- OBJECTIVE -
Restate every line of the material, word for word.

======== EXTRACTED RECORDS ========

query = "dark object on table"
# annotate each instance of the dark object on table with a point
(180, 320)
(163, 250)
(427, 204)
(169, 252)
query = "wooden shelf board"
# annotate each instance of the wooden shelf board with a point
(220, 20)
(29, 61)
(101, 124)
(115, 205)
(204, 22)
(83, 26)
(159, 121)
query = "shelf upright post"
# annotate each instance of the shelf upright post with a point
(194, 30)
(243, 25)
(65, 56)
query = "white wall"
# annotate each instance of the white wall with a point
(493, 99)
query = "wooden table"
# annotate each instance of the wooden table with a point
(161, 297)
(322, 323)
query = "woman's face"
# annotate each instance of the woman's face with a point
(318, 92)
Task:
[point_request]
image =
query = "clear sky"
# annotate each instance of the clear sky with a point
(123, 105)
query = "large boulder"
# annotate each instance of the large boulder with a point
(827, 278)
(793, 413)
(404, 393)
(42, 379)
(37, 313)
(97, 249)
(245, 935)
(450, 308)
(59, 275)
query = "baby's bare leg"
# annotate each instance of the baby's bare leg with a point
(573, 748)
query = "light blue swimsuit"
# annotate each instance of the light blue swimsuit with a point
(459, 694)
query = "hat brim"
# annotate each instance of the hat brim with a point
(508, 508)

========

- REPLY -
query = "dark object on table"
# annotate each instance of the dark object on table with a point
(180, 320)
(163, 250)
(427, 204)
(169, 252)
query = "wooden shelf board"
# annotate each instance of the wooden shelf board with a point
(220, 20)
(29, 61)
(101, 124)
(115, 205)
(204, 22)
(83, 26)
(159, 121)
query = "shelf upright post"
# annotate each instance of the shelf upright post with a point
(194, 30)
(243, 25)
(65, 56)
query = "white wall"
# annotate each instance of the white wall with a point
(493, 99)
query = "wooden table"
# annotate each instance of the wooden table with a point
(161, 297)
(322, 323)
query = "woman's face"
# annotate each instance of the woman's face with a point
(318, 92)
Task:
[point_request]
image =
query = "clear sky"
# annotate each instance of the clear sky with a point
(123, 105)
query = "large boulder"
# annotate each instance of the large boulder with a point
(827, 278)
(793, 413)
(404, 393)
(42, 379)
(37, 313)
(97, 249)
(245, 935)
(450, 308)
(59, 275)
query = "baby's bare leg"
# annotate each instance of the baby's bare leg with a point
(573, 748)
query = "light blue swimsuit"
# annotate each instance of the light blue swimsuit with a point
(459, 694)
query = "hat brim"
# annotate each instance of the hat brim with a point
(508, 508)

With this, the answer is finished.